• **What is expected**
Only the text of the records below belongs in the answer, copied exactly, with pictures omitted.
=== Begin Enclosure ===
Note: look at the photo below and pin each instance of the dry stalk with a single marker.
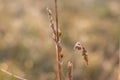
(56, 38)
(13, 75)
(70, 70)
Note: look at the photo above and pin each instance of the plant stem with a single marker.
(57, 46)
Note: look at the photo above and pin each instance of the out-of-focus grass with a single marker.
(28, 50)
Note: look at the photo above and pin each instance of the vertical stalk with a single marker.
(70, 70)
(57, 45)
(56, 13)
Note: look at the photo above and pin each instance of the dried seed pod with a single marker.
(77, 46)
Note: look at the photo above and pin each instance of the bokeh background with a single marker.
(27, 49)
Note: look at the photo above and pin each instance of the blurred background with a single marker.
(27, 49)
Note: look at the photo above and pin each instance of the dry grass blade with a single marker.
(70, 70)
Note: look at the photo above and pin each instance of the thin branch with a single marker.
(13, 75)
(56, 13)
(70, 70)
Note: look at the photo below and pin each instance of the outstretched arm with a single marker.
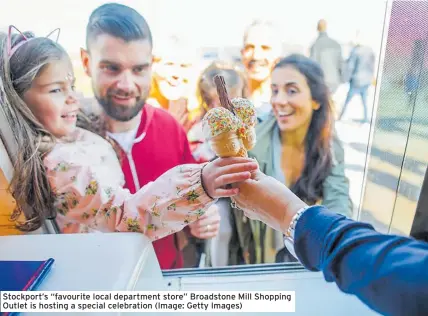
(388, 273)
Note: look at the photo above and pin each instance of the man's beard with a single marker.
(119, 112)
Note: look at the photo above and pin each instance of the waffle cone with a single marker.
(226, 144)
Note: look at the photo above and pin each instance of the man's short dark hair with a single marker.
(119, 21)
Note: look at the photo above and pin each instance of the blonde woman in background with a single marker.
(173, 80)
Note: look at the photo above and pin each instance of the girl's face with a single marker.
(52, 98)
(291, 99)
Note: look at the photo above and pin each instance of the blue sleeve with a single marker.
(388, 273)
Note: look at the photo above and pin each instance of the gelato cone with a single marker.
(220, 129)
(226, 144)
(246, 111)
(249, 139)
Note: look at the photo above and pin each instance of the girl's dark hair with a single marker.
(318, 143)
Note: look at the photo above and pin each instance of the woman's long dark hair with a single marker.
(318, 142)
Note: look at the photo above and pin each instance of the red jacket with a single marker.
(160, 144)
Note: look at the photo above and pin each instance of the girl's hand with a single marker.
(221, 172)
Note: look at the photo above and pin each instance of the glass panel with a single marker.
(398, 151)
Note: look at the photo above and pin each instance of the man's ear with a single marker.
(84, 56)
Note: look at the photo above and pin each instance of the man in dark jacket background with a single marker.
(328, 53)
(360, 69)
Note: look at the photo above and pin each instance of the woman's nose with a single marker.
(280, 99)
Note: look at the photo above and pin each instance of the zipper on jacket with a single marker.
(133, 171)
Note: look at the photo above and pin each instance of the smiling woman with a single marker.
(297, 145)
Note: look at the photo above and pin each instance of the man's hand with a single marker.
(268, 200)
(208, 225)
(224, 171)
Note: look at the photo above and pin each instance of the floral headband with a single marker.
(11, 51)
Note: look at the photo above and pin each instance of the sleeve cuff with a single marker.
(310, 235)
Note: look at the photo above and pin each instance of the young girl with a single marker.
(62, 169)
(217, 249)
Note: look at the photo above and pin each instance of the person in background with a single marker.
(297, 145)
(360, 69)
(118, 59)
(261, 49)
(328, 53)
(386, 272)
(220, 250)
(172, 84)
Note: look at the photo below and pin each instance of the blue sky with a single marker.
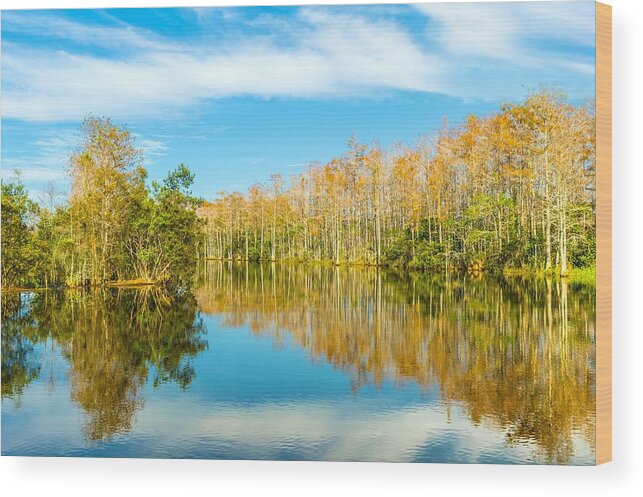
(240, 93)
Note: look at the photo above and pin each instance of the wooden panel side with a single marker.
(603, 233)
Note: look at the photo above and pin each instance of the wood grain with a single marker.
(603, 233)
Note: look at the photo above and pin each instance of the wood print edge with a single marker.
(603, 233)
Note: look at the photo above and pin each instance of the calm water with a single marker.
(293, 362)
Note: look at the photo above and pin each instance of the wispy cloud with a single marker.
(125, 71)
(152, 147)
(507, 31)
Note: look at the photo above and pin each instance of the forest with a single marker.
(112, 229)
(511, 191)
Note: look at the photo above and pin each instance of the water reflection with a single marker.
(112, 340)
(516, 353)
(515, 356)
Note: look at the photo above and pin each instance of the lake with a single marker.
(298, 362)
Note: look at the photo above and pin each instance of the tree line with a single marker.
(112, 227)
(512, 190)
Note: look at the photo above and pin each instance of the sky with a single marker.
(238, 94)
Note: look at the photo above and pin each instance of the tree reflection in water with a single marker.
(516, 353)
(112, 338)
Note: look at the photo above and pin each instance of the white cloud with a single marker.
(318, 53)
(152, 147)
(332, 56)
(504, 30)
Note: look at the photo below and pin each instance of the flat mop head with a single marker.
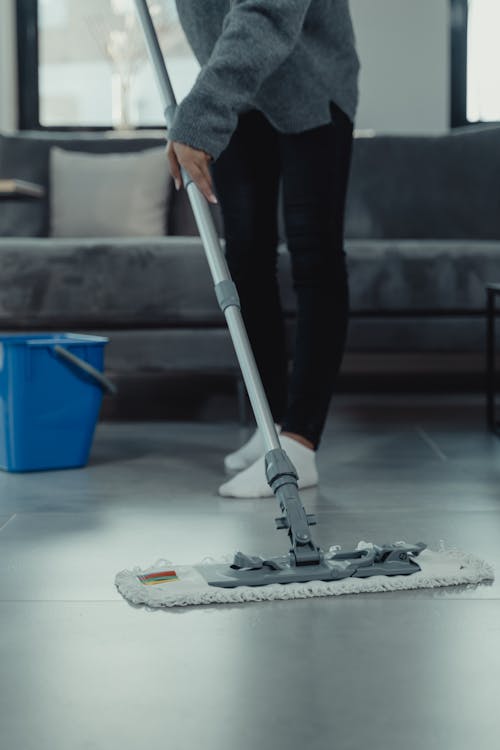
=== End Enclosure ===
• **Response area**
Note: look at the photo below and pin each instance of the dry stalk with a single marker.
(56, 38)
(13, 75)
(70, 70)
Note: look at the photo above and pin each instance of the plant stem with a single marker.
(57, 46)
Note: look at the photo above and pin each instance of the out-of-focus grass with a single marker.
(28, 50)
Note: look at the photo above and pin each instance of the vertical stalk with a single marker.
(70, 70)
(57, 45)
(56, 13)
Note: look at the photo above and pin each instance of the dried seed pod with a single marker.
(77, 46)
Note: look at the photo above and pin each instance of the bokeh background with a single marker.
(27, 49)
Note: look at the photo above and pin each instance of the blurred background with a single marker.
(27, 49)
Note: look at the photo above and pin each instance of the dry grass blade with a single marker.
(70, 70)
Note: look at the photo above and pin each instance of the thin branch with a single marker.
(13, 75)
(56, 13)
(70, 70)
Note: look at the photo below and pin each instance of the outstretched arm with a single marker.
(388, 273)
Note: look at the photo above and pin each instance of the man's beard with a single marker.
(119, 112)
Note: look at the photo above and pin each instance of the waffle cone with a single marker.
(226, 144)
Note: look at the photo above and pin each instance of the man's short dark hair with a single marker.
(119, 21)
Note: look at the photo above and pin each instance of the blonde woman in background with a single marker.
(173, 80)
Note: look at the photo above and pin each instance of the girl's face with a single marker.
(52, 98)
(291, 99)
Note: look at the photo above and pin each instance of the blue sleeve with a single marker.
(388, 273)
Note: look at the photo above and pin each instance of the gelato cone with a single marker.
(220, 129)
(226, 144)
(246, 111)
(249, 139)
Note: look at the photo above and pin each instance of the girl's dark hair with a single marker.
(318, 143)
Note: look at the photo above and pin each instance of the woman's long dark hair with a single marker.
(318, 142)
Note: look at the photo above and pin each instance of the red jacket with a single marker.
(160, 144)
Note: look at the photo above and pin each instance of the girl's hand with a single marker.
(221, 172)
Note: look at the photo above and pin each instance of the glass panel with a single marker.
(398, 151)
Note: look at the photo above and pin each instance of the man's ear with a single marker.
(84, 56)
Note: look at the photo above and pin each instance of the man in dark jacket background with a single marker.
(328, 53)
(360, 69)
Note: look at the photo above and pin each instance of the woman's nose with a single marker.
(280, 99)
Note: look at the photo above and pin each instance of the zipper on jacket with a single marker.
(133, 171)
Note: look at the photo above and pin each instance of the smiling woman with a single marker.
(297, 145)
Note: look at the photo above and pin each instance of the man's hand with a single marker.
(268, 200)
(208, 225)
(224, 171)
Note: look at the photo above and pin each instance of the floral headband with a single marker.
(11, 51)
Note: look at the photo above and pin each instance of the sleeve cuff with a single marker.
(310, 235)
Note: look at the photo above and pin each instance of the young girl with a single marker.
(62, 169)
(217, 249)
Note: look at the photo above and pin each instance of the person in background with a single marker.
(297, 145)
(360, 69)
(118, 59)
(261, 49)
(328, 53)
(386, 272)
(220, 250)
(172, 84)
Note: look at the photo below and pin each instance of the blue sky with a single marker.
(240, 93)
Note: look at the photo above and pin each instance of the wooden panel side with a single marker.
(603, 233)
Note: look at the photo above and pin each instance of the wood grain with a single marker.
(603, 233)
Note: look at the photo above and pin each instance of the wood print edge with a single marker.
(603, 233)
Note: look at the photo above and pin each instance of the calm water with a single marker.
(293, 362)
Note: look at the photo above and pin each instance of the wispy cloud with a single marker.
(125, 71)
(152, 147)
(507, 31)
Note: look at the photo above and pin each instance of the forest with a single marker.
(112, 229)
(511, 191)
Note: look at the photo above and pin each instance of the water reflection with a single marker.
(112, 340)
(516, 353)
(515, 356)
Note: look at the photo above and pin each instance of the lake with a single marker.
(298, 362)
Note: look at the photo above and pin each instance of the tree line with a single marker.
(112, 227)
(512, 190)
Note: look at the photo above and pin each instance of the sky with a single marker.
(238, 94)
Note: look at the photo above and pin each instance of the tree reflection in water with a single marker.
(516, 353)
(112, 338)
Note: look at the photo above and pin each instance of the white cloud with a single marker.
(318, 53)
(152, 147)
(332, 56)
(504, 30)
Note: look at the photo below and pin each instance of the flat mop head with a single marker.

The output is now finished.